Work item: Tell how many lines below include the word "blurred". Only the number should appear.

[Data entries]
>>>

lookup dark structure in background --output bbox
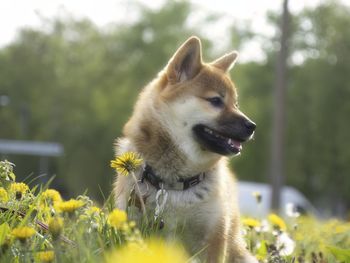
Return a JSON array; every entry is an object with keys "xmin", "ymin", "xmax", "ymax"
[
  {"xmin": 0, "ymin": 139, "xmax": 63, "ymax": 182},
  {"xmin": 270, "ymin": 0, "xmax": 290, "ymax": 211}
]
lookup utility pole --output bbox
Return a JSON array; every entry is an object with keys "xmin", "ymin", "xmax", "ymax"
[{"xmin": 270, "ymin": 0, "xmax": 290, "ymax": 211}]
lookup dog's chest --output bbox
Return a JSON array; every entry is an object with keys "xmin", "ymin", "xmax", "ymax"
[{"xmin": 140, "ymin": 187, "xmax": 222, "ymax": 251}]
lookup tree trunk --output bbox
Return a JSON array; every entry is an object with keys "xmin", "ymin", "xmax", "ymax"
[{"xmin": 270, "ymin": 0, "xmax": 290, "ymax": 211}]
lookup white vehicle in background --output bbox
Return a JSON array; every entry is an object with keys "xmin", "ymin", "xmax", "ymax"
[{"xmin": 238, "ymin": 181, "xmax": 320, "ymax": 218}]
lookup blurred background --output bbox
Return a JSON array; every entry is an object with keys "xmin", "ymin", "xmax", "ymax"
[{"xmin": 0, "ymin": 0, "xmax": 349, "ymax": 218}]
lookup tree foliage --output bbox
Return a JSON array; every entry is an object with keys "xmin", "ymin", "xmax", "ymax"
[
  {"xmin": 286, "ymin": 2, "xmax": 350, "ymax": 213},
  {"xmin": 0, "ymin": 1, "xmax": 211, "ymax": 199},
  {"xmin": 233, "ymin": 1, "xmax": 350, "ymax": 214}
]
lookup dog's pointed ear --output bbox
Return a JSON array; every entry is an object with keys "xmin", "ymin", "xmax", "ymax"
[
  {"xmin": 166, "ymin": 36, "xmax": 202, "ymax": 84},
  {"xmin": 211, "ymin": 51, "xmax": 238, "ymax": 72}
]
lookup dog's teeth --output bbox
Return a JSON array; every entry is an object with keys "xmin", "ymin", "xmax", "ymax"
[
  {"xmin": 205, "ymin": 128, "xmax": 213, "ymax": 134},
  {"xmin": 228, "ymin": 139, "xmax": 232, "ymax": 145}
]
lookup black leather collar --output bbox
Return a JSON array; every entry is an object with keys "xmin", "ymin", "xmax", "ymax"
[{"xmin": 141, "ymin": 164, "xmax": 205, "ymax": 191}]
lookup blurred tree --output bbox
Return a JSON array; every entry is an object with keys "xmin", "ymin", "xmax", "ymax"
[
  {"xmin": 230, "ymin": 61, "xmax": 274, "ymax": 183},
  {"xmin": 270, "ymin": 0, "xmax": 290, "ymax": 211},
  {"xmin": 0, "ymin": 1, "xmax": 212, "ymax": 200},
  {"xmin": 233, "ymin": 0, "xmax": 350, "ymax": 215},
  {"xmin": 286, "ymin": 1, "xmax": 350, "ymax": 215}
]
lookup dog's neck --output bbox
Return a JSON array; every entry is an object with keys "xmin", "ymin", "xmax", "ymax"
[
  {"xmin": 136, "ymin": 128, "xmax": 200, "ymax": 180},
  {"xmin": 124, "ymin": 120, "xmax": 219, "ymax": 181}
]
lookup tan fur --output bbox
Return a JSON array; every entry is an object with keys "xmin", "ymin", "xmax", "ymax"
[{"xmin": 113, "ymin": 37, "xmax": 257, "ymax": 263}]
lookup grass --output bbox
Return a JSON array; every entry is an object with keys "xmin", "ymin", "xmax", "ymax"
[{"xmin": 0, "ymin": 159, "xmax": 349, "ymax": 263}]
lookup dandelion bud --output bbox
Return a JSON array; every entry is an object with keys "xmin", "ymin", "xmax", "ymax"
[{"xmin": 48, "ymin": 217, "xmax": 63, "ymax": 240}]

<<<

Solution to the problem: 2